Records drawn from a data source
'''

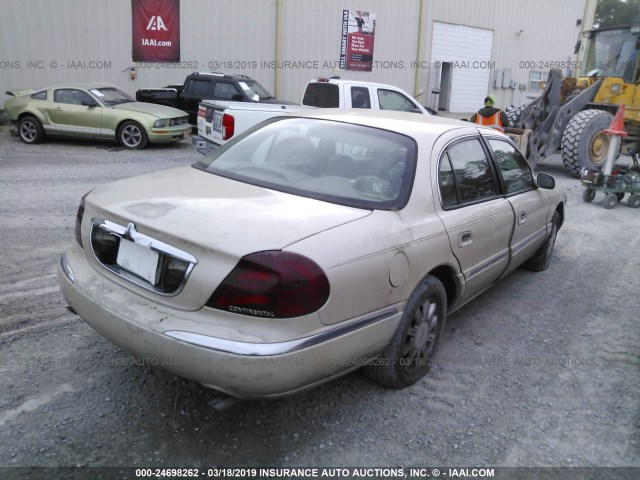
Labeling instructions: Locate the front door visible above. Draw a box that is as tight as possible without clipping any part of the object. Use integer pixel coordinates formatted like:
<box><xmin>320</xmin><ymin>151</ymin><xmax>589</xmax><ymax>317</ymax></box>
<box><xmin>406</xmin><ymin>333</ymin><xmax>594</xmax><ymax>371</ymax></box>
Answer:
<box><xmin>47</xmin><ymin>88</ymin><xmax>102</xmax><ymax>138</ymax></box>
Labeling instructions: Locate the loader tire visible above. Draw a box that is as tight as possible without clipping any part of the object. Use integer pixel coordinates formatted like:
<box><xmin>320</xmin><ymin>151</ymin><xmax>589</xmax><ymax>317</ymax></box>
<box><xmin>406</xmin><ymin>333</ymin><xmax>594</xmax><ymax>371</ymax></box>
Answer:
<box><xmin>561</xmin><ymin>110</ymin><xmax>613</xmax><ymax>177</ymax></box>
<box><xmin>507</xmin><ymin>104</ymin><xmax>529</xmax><ymax>128</ymax></box>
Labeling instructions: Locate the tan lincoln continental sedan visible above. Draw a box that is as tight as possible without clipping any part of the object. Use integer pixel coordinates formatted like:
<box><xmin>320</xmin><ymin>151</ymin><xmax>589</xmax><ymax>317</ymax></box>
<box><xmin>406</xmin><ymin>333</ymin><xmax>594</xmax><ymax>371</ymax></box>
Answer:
<box><xmin>59</xmin><ymin>110</ymin><xmax>566</xmax><ymax>398</ymax></box>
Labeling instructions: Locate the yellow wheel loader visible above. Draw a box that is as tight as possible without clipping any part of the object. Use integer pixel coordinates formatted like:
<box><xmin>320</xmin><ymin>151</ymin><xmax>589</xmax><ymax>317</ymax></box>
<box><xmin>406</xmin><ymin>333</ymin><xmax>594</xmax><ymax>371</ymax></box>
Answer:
<box><xmin>507</xmin><ymin>25</ymin><xmax>640</xmax><ymax>177</ymax></box>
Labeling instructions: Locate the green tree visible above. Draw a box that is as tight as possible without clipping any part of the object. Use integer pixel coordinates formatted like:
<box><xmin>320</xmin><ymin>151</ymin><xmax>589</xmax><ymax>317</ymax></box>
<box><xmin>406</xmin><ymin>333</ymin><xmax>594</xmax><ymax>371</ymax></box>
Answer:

'''

▸ What the task asks
Pick out every line of the data above that contains the word "loader", and copy each one in full.

▸ Exercise result
Labeling instructions: Locate the loader tire visible above. Draw a box that is as tight as possible without clipping any part of the object. Use integer pixel coordinates formatted like:
Labeling instructions: Locate the yellow wheel loader visible above. Draw a box that is as tight as possible without clipping any part of the object. Use integer pixel coordinates formatted like:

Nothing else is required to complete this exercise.